THE RECORDS =>
>>>

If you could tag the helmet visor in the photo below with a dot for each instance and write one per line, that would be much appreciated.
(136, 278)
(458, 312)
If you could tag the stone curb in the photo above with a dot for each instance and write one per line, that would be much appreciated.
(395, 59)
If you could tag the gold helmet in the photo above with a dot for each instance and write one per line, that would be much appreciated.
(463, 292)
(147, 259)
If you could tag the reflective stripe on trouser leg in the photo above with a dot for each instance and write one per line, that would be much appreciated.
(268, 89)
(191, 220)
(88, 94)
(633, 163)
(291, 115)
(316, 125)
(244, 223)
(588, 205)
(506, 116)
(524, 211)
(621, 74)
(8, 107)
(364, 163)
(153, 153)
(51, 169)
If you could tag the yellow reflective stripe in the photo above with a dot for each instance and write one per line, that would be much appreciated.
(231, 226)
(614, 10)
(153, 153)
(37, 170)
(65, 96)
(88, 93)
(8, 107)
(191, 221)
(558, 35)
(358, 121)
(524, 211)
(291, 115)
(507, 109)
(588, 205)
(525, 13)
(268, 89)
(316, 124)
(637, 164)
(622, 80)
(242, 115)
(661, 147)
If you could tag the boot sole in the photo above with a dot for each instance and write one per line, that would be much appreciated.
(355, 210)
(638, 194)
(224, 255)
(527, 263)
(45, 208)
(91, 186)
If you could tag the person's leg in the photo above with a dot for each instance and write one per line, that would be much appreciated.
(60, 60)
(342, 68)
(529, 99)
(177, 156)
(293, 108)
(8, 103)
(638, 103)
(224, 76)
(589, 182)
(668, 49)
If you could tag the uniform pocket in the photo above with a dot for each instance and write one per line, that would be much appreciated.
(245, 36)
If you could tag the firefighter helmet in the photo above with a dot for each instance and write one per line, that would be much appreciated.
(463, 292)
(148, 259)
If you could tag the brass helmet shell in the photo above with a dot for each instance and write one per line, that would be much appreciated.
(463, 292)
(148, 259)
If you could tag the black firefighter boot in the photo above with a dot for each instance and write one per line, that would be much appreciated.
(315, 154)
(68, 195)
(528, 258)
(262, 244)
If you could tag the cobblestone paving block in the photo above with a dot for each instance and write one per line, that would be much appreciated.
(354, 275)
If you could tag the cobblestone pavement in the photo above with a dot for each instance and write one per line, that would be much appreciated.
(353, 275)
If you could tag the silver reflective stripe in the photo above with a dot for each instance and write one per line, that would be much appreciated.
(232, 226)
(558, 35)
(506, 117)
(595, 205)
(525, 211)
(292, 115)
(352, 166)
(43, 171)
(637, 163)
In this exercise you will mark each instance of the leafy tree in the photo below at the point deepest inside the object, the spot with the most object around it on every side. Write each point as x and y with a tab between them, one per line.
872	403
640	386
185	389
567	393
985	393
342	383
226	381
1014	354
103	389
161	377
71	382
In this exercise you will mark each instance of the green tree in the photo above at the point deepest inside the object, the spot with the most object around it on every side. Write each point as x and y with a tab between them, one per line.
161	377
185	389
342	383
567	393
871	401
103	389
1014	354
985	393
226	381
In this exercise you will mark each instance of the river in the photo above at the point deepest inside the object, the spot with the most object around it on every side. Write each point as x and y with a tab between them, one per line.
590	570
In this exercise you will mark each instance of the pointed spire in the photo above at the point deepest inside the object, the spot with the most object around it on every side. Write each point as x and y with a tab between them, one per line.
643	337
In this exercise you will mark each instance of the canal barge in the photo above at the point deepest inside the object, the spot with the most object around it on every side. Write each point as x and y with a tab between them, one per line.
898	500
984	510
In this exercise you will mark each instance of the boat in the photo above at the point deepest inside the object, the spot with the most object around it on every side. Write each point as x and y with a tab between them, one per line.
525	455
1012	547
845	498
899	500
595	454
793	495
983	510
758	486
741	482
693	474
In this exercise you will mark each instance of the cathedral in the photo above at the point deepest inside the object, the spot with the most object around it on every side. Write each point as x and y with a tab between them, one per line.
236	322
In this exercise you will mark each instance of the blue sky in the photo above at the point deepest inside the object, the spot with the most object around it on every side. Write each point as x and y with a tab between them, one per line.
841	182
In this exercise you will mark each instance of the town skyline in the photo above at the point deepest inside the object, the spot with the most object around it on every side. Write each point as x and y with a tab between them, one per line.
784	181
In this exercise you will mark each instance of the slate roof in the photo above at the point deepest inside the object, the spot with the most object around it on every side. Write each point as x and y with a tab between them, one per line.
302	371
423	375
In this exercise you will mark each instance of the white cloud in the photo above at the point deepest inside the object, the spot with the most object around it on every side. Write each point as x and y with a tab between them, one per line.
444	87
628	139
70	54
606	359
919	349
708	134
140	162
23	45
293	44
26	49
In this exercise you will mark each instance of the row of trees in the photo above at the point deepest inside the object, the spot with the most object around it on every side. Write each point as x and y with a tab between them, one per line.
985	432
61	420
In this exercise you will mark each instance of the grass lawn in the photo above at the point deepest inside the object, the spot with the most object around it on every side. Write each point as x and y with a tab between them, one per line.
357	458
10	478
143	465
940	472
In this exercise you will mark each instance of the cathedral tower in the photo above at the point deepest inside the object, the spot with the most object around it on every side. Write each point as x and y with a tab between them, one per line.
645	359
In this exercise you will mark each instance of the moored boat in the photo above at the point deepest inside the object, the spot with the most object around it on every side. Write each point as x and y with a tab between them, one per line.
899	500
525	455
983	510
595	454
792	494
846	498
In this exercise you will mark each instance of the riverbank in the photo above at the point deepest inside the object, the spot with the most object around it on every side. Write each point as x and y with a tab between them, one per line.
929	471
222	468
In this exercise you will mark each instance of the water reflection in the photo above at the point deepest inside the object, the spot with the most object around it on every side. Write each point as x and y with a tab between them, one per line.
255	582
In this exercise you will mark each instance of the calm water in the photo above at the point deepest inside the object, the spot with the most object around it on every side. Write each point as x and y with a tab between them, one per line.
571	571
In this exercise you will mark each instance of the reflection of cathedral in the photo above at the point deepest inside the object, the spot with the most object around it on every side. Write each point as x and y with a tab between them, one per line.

<<<

SET PROBLEM => Copy all the records above exactly, missing none.

WRITTEN RESPONSE =>
If you could tag the helmet visor in the photo below with a dot for each instance and write one per line, that would be much appreciated.
(136, 278)
(458, 312)
If you could tag the stone curb in the photo above with a dot for each instance and write one per line, that would be much appreciated.
(395, 59)
If you could tag the gold helmet in the photo above with a dot for each instance and write one per line, that would be much appreciated.
(463, 292)
(147, 259)
If you could tag the reflective stripe on trouser leg in the photo above with a dot for each instance and write one per line, that would be much appreciated.
(268, 89)
(191, 220)
(88, 94)
(633, 163)
(291, 115)
(316, 125)
(244, 223)
(588, 205)
(506, 116)
(524, 211)
(621, 74)
(8, 107)
(364, 163)
(153, 153)
(51, 169)
If you could tag the yellow reflective stripe in the photo above with a dot for each instance and write one per line, that would be much appreciated.
(231, 226)
(614, 10)
(153, 153)
(37, 170)
(65, 96)
(88, 93)
(8, 107)
(191, 221)
(558, 35)
(358, 121)
(524, 211)
(291, 115)
(507, 109)
(588, 205)
(525, 13)
(268, 89)
(316, 124)
(637, 164)
(622, 80)
(242, 115)
(661, 147)
If you could tag the boot sole in the photo above with a dot for each instance and write one per line, that would be much appreciated.
(355, 210)
(638, 194)
(224, 255)
(527, 263)
(45, 208)
(91, 186)
If you could tag the person's leg in the photo above with a dot for each instance and write one per line, that would be much appreciated.
(60, 60)
(342, 68)
(529, 99)
(177, 156)
(293, 108)
(8, 103)
(638, 103)
(224, 76)
(589, 182)
(668, 49)
If you could tag the uniform pocket in the photo above with a dot for each instance and write one per line, that would be much appreciated.
(245, 36)
If you could tag the firefighter helmet in the photo above with a dot for each instance and write one per line, that would be much appreciated.
(463, 292)
(148, 259)
If you could tag the brass helmet shell in the photo above with a dot for each instance and write one per line, that would be much appreciated.
(463, 292)
(148, 259)
If you could tag the black firefighter boot in the photo above with a dot for each instance and write one per line, that would be much appreciated.
(315, 154)
(68, 195)
(528, 258)
(262, 244)
If you could tag the cobblestone paving block in the photo above with a dot for each instance and write one per line, that would be much appreciated.
(354, 275)
If you could tag the cobblestone pavement in the photo above with a dot for each instance and write one per line, that would be much appreciated.
(353, 275)
If you could tag the silver reflective stripe in the photo above with a dot for each instance and write one per line, that would be much appreciated.
(232, 226)
(558, 35)
(506, 117)
(595, 205)
(525, 211)
(292, 115)
(352, 166)
(43, 171)
(637, 163)
In this exercise you will mark each instance of the leafy tree in the photo below at the point deepest inside the object, the spot with the most object around it on every side. Write each point as x and y with a tab between them, one per line.
872	403
640	386
185	389
567	393
985	393
342	383
226	381
1014	354
103	389
161	377
71	382
In this exercise you will mark each instance of the green tree in the photo above at the point deepest inside the object, the spot with the most object around it on every side. Write each point as x and y with a tab between them, one per line.
161	377
185	389
342	383
567	393
871	401
103	389
1014	354
985	393
226	381
In this exercise you will mark each instance of the river in the photo above at the point deepest inside the object, the spot with the most object around it on every side. Write each point as x and y with a tab between them, one per line.
590	570
In this exercise you will mark each instance of the pointed spire in the photo above at the point deepest inside the object, the spot with the most object around it on every side. Write each point as x and y with a tab between them, one per line.
643	337
In this exercise you will mark each instance of the canal barge in the photo above at the point deepest inside the object, the spot with the most object around it on every side. Write each point as x and y with a tab between them, one per line.
898	500
984	510
In this exercise you will mark each instance of the boat in the photo above at the point deepest inside the object, the spot with the most object around it on every side. Write each point as x and y with a tab between them, one per line.
525	455
1012	547
845	498
899	500
595	454
793	495
983	510
758	486
741	482
693	474
In this exercise you will mark each instance of the cathedral in the photo above at the point deepest inside the object, the spot with the most object around it on every side. Write each point as x and y with a tab between them, one per line.
236	322
In this exercise you will mark each instance of the blue sky in the photo above at the point deepest inside the object, the spot with the most object around it on every side. Write each point as x and y with a tab between them, one per line.
841	182
In this exercise you will mark each instance of the town skyline in the photo above at the point deepest inside the object, the spot with the most object around it on every side. Write each point as x and y with a tab between them, one per line.
784	181
In this exercise you will mark each instance of the slate roof in the photo above at the point deepest inside the object, the spot with the most object around it on every side. Write each point as x and y with a tab between them, one per line.
302	371
423	375
In this exercise you will mark each instance of the white cloud in the photo above at the point deepest inside the object, the spot with the most object around it on every side. Write each point as x and y with a tab between them, one per line.
444	87
628	139
70	54
606	359
919	349
708	134
140	162
23	45
293	44
26	49
In this exercise you will mark each instance of the row of trees in the photo above at the point deepest inside the object, the spot with the most object around it on every side. Write each point as x and y with a tab between them, one per line.
985	432
61	420
In this exercise you will mark each instance of the grass lawn in the photo above at the point deepest inside the object, the spot with the most object around it on every side. Write each point as x and y with a tab between them, one per line.
357	458
10	478
143	465
940	472
In this exercise you will mark each instance of the cathedral tower in the photo above at the point deepest inside the object, the spot with the most object around it on every side. Write each point as x and y with a tab between them, one per line.
645	359
In this exercise you will mark each instance of the moored boat in the photo above at the point deepest inside the object, the spot with the most object around it on every side. Write each point as x and y with a tab between them, one per line.
899	500
525	455
983	510
595	454
792	494
846	498
In this exercise you will mark each instance of the riverbank in the photo above at the point deepest inside the object, the spot with the most object around it on every side. Write each point as x and y with a tab between them, one per line.
929	471
222	468
In this exercise you will mark each instance of the water reflection in the photo above at the point deepest inside the object, the spot with the most object around it on every side. Write each point as x and y with a tab between them, one per line.
255	582
In this exercise you will mark each instance of the calm water in the photo above at the point deepest inside the object, the spot with the most object around it on every side. Write each point as x and y with a tab between them, one per line.
571	571
In this exercise you will mark each instance of the reflection of cathedral in the photo above at the point deepest inside the object, the spot with the most object around it on every side. Write each point as x and y with a tab between them, one per line.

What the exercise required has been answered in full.